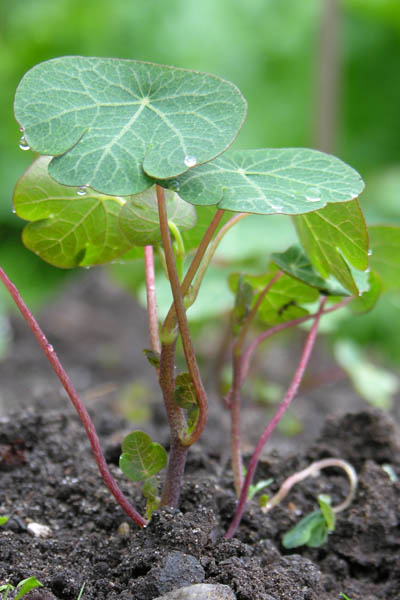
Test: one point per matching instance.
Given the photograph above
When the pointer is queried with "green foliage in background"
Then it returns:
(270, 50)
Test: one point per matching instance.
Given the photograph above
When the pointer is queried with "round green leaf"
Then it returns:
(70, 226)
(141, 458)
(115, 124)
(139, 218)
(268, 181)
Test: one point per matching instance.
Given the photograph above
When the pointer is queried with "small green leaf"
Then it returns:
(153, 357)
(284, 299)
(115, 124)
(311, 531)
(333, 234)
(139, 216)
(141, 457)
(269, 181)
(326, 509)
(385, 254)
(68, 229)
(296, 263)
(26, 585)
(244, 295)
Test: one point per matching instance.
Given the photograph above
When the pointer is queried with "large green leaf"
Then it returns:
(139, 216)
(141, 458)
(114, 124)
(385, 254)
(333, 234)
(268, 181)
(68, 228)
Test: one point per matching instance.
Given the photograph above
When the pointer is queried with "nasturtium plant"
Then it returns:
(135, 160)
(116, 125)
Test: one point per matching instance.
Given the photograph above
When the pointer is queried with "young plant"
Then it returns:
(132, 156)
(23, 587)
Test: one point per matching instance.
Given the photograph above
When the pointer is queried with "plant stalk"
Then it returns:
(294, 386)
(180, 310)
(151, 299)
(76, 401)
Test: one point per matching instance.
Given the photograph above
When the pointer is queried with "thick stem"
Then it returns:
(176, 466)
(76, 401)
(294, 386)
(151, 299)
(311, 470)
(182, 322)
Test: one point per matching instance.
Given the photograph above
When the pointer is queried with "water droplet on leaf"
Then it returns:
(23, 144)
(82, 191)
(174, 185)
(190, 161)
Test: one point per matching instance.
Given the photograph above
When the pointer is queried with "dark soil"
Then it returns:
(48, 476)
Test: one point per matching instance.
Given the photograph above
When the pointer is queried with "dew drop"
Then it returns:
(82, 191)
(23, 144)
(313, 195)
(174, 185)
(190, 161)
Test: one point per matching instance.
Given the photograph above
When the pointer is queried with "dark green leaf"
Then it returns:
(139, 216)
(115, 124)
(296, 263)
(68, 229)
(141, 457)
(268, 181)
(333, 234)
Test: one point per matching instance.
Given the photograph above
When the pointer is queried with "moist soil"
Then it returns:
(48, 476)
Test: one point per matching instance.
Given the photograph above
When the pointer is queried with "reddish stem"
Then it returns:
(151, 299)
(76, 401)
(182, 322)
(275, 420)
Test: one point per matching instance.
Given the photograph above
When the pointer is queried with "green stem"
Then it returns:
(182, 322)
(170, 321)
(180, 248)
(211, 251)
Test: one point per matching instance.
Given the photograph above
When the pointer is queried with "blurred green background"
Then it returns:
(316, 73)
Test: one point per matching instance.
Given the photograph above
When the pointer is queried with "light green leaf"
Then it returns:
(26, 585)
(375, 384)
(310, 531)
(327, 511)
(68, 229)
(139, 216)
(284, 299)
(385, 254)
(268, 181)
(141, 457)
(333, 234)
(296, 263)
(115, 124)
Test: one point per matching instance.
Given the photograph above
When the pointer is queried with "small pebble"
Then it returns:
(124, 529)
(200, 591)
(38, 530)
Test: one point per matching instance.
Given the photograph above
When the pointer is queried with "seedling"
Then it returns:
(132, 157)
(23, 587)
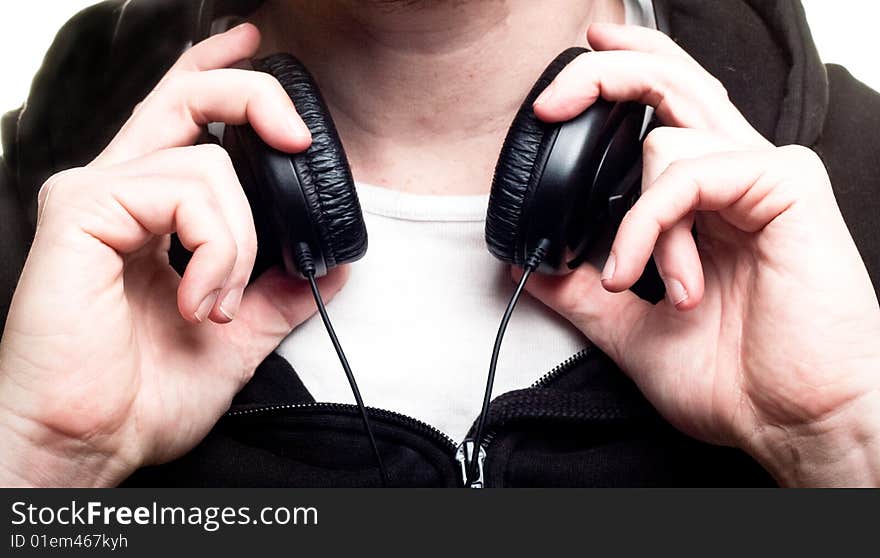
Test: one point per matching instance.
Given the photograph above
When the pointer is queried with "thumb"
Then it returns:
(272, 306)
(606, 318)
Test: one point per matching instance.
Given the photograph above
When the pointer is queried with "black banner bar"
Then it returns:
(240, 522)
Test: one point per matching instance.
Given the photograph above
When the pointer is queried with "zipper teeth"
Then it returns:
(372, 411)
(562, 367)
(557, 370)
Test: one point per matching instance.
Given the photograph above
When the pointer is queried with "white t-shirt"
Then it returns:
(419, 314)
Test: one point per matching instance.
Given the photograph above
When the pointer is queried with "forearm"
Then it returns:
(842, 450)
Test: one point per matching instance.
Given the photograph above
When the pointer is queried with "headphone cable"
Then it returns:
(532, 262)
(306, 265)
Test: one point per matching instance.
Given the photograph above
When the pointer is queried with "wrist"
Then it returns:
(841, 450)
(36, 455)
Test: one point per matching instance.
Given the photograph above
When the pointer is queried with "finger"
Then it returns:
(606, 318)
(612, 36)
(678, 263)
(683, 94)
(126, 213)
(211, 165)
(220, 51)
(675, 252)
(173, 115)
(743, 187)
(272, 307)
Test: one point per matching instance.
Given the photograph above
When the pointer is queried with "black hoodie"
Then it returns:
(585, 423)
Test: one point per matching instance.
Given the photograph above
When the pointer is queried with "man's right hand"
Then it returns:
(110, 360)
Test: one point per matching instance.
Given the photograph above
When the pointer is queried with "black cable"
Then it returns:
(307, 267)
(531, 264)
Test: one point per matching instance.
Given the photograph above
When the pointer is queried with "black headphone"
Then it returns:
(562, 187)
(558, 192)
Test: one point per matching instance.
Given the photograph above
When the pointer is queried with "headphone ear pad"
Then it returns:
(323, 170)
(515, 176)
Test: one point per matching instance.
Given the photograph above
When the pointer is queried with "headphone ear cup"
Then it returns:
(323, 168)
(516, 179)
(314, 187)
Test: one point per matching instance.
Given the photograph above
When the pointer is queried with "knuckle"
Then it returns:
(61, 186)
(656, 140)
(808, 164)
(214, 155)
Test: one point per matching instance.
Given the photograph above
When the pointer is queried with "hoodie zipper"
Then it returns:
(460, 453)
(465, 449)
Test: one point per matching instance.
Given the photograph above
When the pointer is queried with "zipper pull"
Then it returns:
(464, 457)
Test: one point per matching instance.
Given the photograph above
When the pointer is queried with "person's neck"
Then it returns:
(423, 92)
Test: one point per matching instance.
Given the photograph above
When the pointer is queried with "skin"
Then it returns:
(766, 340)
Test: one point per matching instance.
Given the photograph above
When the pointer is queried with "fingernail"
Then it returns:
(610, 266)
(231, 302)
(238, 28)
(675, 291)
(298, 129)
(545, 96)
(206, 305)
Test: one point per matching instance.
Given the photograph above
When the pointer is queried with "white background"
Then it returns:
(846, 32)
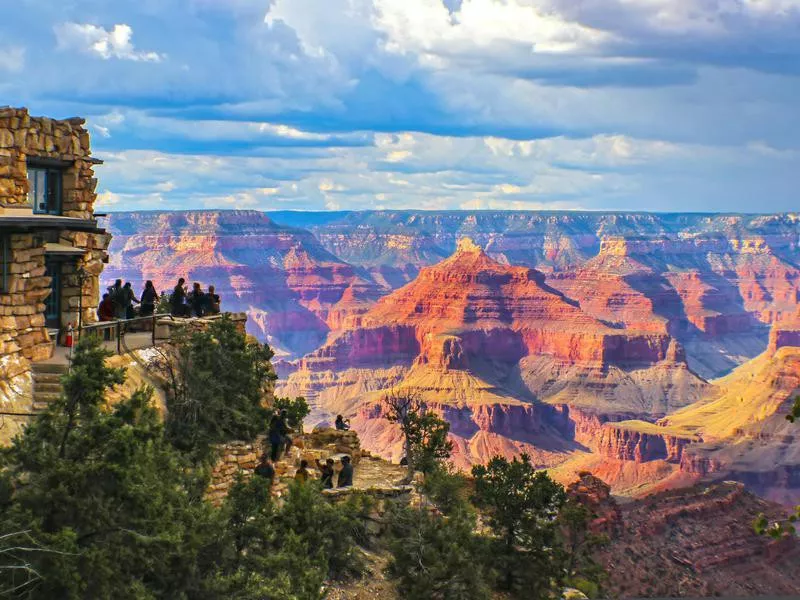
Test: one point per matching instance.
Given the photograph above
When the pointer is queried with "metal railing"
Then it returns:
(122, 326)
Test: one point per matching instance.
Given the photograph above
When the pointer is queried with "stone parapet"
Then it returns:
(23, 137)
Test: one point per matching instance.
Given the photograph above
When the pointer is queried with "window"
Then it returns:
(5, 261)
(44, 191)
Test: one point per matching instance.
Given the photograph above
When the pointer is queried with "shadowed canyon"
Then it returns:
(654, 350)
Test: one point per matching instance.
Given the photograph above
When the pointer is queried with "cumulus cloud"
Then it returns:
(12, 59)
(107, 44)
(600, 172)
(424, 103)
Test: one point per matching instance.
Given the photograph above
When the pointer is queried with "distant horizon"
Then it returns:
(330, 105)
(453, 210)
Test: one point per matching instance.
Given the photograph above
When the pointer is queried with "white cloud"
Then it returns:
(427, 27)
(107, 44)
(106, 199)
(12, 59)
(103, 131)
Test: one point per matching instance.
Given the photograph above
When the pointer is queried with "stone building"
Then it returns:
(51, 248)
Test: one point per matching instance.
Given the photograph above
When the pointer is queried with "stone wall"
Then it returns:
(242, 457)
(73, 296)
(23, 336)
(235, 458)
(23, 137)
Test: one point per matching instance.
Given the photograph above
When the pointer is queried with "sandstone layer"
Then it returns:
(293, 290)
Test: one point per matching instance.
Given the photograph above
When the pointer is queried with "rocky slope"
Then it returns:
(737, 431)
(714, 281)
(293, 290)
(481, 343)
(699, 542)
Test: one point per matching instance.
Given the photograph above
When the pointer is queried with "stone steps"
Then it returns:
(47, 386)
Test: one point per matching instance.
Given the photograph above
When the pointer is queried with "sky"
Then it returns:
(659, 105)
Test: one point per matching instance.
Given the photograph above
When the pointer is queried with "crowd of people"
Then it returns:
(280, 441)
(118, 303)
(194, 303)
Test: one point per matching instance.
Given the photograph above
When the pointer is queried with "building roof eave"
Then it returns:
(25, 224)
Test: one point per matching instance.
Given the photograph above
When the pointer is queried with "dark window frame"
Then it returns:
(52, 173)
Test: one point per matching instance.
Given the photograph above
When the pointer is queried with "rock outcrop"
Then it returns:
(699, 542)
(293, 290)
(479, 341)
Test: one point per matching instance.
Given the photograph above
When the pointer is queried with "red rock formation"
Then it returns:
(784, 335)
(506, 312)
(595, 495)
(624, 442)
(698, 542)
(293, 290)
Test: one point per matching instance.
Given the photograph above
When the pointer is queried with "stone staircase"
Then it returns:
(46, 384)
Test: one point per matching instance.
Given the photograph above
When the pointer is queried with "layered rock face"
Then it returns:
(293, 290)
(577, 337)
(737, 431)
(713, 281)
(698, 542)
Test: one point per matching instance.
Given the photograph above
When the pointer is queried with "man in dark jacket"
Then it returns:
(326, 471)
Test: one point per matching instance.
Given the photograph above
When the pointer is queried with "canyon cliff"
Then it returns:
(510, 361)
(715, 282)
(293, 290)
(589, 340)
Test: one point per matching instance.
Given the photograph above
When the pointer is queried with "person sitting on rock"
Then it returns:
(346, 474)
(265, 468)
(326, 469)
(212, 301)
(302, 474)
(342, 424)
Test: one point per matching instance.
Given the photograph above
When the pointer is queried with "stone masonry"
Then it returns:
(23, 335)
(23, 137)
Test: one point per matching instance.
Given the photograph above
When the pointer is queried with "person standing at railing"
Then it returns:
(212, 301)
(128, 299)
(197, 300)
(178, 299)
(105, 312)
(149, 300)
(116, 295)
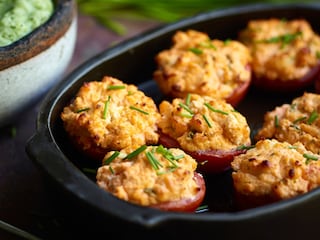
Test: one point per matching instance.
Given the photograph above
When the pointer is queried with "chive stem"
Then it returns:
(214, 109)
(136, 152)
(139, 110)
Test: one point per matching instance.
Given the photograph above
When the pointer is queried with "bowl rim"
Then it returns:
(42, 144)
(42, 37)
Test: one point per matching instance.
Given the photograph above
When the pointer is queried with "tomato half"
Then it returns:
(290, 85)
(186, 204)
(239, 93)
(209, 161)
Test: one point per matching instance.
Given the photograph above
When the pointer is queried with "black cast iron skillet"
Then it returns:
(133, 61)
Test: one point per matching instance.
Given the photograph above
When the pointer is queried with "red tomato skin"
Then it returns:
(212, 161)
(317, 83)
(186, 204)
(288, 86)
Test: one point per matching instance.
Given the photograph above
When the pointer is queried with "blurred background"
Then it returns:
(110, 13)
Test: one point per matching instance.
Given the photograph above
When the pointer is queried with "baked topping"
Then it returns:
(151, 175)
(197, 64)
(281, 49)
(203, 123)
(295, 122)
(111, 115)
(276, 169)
========================================================================
Count the lines above that contain the string "headphone", matching case exactly. Reply with the number alone.

4